--- START OF Data for processing ---

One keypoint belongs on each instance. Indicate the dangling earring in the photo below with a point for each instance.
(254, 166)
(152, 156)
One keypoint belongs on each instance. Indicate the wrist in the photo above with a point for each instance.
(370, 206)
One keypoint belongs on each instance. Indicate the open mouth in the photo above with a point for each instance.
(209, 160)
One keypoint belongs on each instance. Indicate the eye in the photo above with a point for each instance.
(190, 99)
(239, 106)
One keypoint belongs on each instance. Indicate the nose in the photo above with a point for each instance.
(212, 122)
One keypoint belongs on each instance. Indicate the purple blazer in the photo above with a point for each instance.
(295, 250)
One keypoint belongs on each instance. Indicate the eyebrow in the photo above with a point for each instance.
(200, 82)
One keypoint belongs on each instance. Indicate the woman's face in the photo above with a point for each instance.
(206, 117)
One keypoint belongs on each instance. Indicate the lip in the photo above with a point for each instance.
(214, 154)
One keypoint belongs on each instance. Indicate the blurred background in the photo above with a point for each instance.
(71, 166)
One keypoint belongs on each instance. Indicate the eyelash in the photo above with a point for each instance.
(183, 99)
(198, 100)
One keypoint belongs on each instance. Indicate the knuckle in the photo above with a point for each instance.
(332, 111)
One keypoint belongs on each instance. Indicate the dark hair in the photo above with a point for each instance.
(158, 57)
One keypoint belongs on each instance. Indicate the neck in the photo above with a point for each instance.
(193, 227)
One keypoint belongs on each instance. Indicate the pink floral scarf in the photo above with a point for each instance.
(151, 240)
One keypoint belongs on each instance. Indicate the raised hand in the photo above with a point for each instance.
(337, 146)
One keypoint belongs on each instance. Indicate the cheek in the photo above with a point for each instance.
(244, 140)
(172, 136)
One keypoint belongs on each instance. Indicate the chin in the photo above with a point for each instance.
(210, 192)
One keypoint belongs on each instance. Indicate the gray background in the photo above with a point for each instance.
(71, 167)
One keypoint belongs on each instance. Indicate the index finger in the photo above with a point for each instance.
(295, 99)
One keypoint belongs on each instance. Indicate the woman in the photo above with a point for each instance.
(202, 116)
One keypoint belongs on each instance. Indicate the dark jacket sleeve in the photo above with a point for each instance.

--- END OF Data for processing ---

> Task prompt
Please rewrite the records from the line with "One keypoint belongs on each instance. Indicate the chin" through the end of the records, swapping "Indicate" for "Mark" and leaving everything else as it is.

> Output
One keypoint belongs on each instance. Mark the chin in the photo above with a point for each instance.
(210, 192)
One keypoint belongs on each instance. Mark the gray background in the photo above with a point for each instance.
(71, 167)
One keypoint belongs on each instance. Mark the index finger in the photo above with a point for each instance.
(295, 99)
One keypoint belongs on each instance. Mark the woman in the photo above with a point for each instance.
(202, 116)
One keypoint belongs on each instance. Mark the dark jacket sleeve in the photo above with a point for each instance.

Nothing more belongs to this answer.